• _Objective 1_:
Answer these questions about the schedule documentation, each on its own line:
(a) Which forward layer and which backward layer are executed together in Phase 2?
(b) What type is given for the parameter b_grad?
(c) What is returned?
• _Objective 2_:
List every parameter in the schedule documentation whose type is given as callable or None.

• _Document_:
·····

Assume there are 4 layers in the given model chunk: Phase 0: p2p_comm_sync -> forward_preprocess -> p2p_comm_sync -> backward_postprocess Phase 1: forward_layer[0] + backward_layer[3], overlapped execution by schedule_layer_1f1b Phase 2: forward_layer[1] + backward_layer[2], overlapped execution by schedule_layer_1f1b Phase 3: forward_layer[2] + backward_layer[1], overlapped execution by schedule_layer_1f1b Phase 4: forward_layer[3] + backward_layer[0], overlapped execution by schedule_layer_1f1b Phase 5: send_forward_recv_backward -> send_backward_recv_forward Phase 6: backward_dw of the first layer -> forward_postprocess -> backward_preprocess
- Parameters:
f_schedule_plan (TransformerModelChunkSchedulePlan) – The forward schedule plan
b_schedule_plan (TransformerModelChunkSchedulePlan) – The backward schedule plan
b_grad (Tensor or None) – The gradient of the loss function
pre_forward (callable or None) – The function to call before the forward pass
pre_backward (callable or None) – The function to call before the backward pass
post_forward (callable or None) – The function to call after the forward pass
post_backward (callable or None) – The function to call after the backward pass
- Returns:
The output of the forward pass.

·····

• _Given information_:

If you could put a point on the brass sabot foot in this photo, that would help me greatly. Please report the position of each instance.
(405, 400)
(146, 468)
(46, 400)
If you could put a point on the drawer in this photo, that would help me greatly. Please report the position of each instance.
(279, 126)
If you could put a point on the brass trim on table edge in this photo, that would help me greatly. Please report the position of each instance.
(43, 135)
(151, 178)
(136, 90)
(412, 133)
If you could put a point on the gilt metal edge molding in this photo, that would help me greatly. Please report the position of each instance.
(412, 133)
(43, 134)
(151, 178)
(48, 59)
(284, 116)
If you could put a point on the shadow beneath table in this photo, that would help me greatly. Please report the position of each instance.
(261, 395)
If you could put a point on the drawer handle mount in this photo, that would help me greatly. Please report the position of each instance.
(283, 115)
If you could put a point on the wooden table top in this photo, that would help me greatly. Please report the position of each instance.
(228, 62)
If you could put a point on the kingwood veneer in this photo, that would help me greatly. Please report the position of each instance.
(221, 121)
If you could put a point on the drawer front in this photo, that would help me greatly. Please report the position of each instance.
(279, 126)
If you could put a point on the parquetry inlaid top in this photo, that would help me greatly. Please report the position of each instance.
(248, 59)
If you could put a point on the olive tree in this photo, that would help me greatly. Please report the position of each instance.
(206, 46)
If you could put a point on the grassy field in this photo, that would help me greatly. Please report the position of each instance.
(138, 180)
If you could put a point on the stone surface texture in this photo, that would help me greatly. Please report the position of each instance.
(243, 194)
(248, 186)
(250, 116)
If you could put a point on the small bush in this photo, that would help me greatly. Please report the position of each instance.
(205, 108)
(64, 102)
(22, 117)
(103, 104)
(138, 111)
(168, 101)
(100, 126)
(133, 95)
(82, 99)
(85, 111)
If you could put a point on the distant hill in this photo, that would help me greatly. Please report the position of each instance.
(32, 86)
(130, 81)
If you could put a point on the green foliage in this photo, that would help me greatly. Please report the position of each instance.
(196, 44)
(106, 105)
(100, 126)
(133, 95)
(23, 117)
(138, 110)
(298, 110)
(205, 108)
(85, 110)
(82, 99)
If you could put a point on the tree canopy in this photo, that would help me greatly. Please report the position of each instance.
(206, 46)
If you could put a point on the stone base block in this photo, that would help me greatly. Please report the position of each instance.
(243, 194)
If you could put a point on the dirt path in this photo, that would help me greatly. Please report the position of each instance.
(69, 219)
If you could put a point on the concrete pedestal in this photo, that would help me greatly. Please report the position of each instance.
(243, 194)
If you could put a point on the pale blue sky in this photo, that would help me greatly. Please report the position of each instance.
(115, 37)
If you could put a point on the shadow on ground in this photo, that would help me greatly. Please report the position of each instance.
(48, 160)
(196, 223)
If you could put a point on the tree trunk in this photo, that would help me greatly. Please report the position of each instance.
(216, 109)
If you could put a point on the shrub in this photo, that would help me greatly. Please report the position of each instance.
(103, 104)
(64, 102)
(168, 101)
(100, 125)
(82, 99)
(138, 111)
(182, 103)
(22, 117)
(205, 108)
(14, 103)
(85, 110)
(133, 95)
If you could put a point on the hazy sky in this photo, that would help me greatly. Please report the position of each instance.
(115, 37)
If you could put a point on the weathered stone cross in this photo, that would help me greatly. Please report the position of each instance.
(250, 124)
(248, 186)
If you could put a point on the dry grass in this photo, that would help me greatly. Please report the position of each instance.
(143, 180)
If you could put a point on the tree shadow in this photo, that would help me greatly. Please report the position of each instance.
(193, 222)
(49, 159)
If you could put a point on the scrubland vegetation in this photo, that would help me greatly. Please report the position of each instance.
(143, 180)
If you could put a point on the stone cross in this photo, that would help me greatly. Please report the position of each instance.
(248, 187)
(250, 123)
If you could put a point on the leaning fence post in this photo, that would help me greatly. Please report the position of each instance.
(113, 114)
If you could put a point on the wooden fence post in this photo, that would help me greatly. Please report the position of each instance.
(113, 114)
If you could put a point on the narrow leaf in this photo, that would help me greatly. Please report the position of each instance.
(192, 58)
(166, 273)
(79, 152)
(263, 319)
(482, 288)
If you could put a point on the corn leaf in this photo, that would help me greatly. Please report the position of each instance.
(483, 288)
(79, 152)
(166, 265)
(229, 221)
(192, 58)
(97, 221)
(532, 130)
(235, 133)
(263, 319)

·····

• _Reply 1_:
(a) forward_layer[1] and backward_layer[2]
(b) Tensor or None
(c) The output of the forward pass.

• _Reply 2_:
pre_forward
pre_backward
post_forward
post_backward